**Material for this task**
————
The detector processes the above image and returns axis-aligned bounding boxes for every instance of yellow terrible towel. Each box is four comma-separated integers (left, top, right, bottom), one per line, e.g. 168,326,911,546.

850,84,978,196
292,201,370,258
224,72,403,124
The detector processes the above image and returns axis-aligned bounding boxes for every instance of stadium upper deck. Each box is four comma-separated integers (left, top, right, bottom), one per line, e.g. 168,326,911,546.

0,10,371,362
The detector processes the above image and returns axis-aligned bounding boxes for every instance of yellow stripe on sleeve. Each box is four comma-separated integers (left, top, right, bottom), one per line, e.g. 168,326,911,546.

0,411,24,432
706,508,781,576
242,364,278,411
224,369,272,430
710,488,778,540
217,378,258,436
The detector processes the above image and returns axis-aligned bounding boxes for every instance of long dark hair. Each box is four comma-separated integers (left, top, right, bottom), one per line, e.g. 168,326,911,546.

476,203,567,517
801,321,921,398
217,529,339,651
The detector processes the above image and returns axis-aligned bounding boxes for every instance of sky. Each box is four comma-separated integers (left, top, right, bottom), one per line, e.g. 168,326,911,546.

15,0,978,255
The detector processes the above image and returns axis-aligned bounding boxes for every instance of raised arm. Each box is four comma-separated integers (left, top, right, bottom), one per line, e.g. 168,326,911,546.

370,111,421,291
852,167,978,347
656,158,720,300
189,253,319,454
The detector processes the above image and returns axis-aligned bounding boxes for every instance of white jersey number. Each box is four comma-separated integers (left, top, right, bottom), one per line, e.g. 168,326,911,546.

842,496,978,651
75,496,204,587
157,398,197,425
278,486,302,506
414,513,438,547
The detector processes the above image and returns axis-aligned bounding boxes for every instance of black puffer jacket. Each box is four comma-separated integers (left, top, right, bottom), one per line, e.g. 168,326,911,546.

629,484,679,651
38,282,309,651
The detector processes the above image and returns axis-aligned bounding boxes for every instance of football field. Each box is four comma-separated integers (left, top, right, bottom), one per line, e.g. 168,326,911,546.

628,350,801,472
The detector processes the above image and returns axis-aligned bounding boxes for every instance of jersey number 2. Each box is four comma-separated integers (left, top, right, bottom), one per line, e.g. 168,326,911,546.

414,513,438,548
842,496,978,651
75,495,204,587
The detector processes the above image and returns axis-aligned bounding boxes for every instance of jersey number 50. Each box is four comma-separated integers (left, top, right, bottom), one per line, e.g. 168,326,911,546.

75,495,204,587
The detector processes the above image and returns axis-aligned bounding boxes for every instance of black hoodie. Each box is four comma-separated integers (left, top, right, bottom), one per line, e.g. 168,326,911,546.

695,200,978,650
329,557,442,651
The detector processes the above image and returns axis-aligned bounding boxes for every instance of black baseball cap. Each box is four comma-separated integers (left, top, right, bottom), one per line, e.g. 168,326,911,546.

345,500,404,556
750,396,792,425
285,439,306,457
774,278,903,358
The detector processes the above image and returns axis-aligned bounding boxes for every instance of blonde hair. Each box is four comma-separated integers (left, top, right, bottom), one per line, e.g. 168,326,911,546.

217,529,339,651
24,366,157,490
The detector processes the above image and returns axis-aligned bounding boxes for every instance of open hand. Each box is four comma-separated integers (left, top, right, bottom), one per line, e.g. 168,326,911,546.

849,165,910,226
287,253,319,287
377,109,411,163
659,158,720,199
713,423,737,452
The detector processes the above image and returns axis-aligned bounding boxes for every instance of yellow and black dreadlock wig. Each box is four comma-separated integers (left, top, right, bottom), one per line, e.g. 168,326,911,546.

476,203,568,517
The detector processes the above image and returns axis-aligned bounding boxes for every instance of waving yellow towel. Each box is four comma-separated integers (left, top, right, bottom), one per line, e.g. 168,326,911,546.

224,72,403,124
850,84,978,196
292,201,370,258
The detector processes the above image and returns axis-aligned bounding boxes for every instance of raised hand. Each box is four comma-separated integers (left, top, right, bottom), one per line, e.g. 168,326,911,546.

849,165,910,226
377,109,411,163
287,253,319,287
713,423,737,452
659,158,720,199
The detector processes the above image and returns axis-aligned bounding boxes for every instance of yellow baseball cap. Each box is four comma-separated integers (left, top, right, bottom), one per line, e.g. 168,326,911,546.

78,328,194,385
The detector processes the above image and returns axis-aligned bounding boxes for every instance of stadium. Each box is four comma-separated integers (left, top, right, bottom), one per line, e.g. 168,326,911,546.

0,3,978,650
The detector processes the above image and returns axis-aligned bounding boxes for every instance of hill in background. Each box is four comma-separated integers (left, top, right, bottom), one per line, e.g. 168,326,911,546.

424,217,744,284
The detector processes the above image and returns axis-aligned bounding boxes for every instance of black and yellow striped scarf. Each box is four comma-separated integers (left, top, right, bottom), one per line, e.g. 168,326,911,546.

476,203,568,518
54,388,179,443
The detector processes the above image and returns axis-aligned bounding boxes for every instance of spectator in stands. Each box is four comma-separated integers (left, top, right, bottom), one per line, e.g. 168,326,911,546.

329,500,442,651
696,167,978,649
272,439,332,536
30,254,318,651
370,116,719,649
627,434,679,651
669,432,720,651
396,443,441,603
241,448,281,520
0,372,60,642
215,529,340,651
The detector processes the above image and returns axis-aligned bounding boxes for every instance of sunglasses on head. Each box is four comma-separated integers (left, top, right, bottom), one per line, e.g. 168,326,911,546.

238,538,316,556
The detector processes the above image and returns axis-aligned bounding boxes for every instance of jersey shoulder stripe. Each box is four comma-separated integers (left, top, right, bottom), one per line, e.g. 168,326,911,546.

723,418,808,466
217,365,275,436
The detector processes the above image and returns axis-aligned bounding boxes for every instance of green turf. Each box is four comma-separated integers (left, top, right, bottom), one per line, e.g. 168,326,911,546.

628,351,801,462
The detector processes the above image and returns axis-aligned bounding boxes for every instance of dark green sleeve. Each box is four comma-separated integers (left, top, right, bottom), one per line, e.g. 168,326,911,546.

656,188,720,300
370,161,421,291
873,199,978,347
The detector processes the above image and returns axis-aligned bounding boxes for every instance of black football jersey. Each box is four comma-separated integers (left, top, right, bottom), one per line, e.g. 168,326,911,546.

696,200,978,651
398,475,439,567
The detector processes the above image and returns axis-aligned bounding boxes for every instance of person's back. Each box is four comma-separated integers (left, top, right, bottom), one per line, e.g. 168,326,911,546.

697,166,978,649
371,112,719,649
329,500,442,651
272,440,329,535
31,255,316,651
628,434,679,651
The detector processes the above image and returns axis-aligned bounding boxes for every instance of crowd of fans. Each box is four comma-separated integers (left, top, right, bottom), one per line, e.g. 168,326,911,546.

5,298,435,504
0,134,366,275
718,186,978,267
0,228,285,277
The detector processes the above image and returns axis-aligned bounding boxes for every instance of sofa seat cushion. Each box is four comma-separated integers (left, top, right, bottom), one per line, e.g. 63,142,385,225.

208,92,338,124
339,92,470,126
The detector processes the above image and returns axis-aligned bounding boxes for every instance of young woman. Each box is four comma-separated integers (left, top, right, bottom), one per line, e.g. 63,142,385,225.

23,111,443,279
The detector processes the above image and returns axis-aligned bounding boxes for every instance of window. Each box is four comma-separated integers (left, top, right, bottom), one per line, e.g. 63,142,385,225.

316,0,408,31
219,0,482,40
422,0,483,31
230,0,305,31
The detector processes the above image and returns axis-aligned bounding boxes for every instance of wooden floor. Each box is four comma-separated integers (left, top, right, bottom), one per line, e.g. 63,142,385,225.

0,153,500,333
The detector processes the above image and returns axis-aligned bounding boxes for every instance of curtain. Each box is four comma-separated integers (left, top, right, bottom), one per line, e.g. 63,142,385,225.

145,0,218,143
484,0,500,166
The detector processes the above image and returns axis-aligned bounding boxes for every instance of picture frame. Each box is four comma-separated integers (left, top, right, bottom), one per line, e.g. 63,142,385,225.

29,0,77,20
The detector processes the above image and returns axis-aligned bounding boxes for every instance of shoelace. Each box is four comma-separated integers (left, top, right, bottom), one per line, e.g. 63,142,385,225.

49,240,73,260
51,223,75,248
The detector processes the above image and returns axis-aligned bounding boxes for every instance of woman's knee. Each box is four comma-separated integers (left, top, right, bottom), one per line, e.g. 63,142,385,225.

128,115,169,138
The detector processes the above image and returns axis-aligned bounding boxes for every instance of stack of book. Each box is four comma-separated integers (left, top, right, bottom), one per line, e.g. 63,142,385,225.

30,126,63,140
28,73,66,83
————
**What you are asked to do**
Reproduce everything from the start of the records down to the line containing "38,282,309,651", including that line.

**Task output**
The detector processes the above image and returns axis-aligned bounding boxes for every instance of yellow terrible towel. Each box is four comma-separated integers (left, top, right, bottom), one per line, e.g. 168,326,911,546.

850,84,978,196
292,201,370,258
224,72,403,124
The detector processes the above image and returns axis-aligned bounding boxes for every instance of stadium upper deck. Each box is four comma-separated integers (left, top, right, bottom), one per line, e.g. 168,326,911,546.

0,10,371,362
The detector processes the above image and returns axis-aligned bounding boxes for every instance of yellow stripe on sleeve. Each box is four comma-separated integers (left, top, right, bottom), one per line, e.g. 168,326,911,546.

0,411,24,432
706,508,781,576
242,364,278,411
224,369,272,430
710,488,778,540
217,378,258,436
The detector processes the above image and returns axis-aligned bounding boxes for every instance of long dark hair. Each box is four comma-separated integers (left, top, right, bottom), one per line, e.g. 168,326,911,546.

476,203,567,517
801,321,921,398
217,529,339,651
The detector processes the above image and returns axis-aligned bounding boxes for every instance of sky. Each box is four comma-separated integers (left, top, right, bottom), one per line, e.g. 168,326,911,546.

15,0,978,255
The detector processes the above image and returns axis-aligned bounding boxes for every instance of raised arm. Each box is four comma-separated integers (left, top, right, bottom), one per line, e.g. 168,326,911,546.

370,111,421,291
852,167,978,347
656,158,720,300
189,253,319,454
The detector processes the above image and returns axis-aligned bounding boxes for every instance of white jersey number. Each box is four comma-separated integers (left, top, right, bottom), one per line, e.g. 168,326,911,546.

842,496,978,651
75,496,204,587
157,398,197,425
278,486,302,506
414,513,438,547
The detector processes the above image and returns axis-aligned bounding boxes for every instance of black puffer jacket. Each box is four comma-separated integers (left, top, right, bottom), one per line, e.g. 168,326,911,546.

629,484,679,651
38,282,309,651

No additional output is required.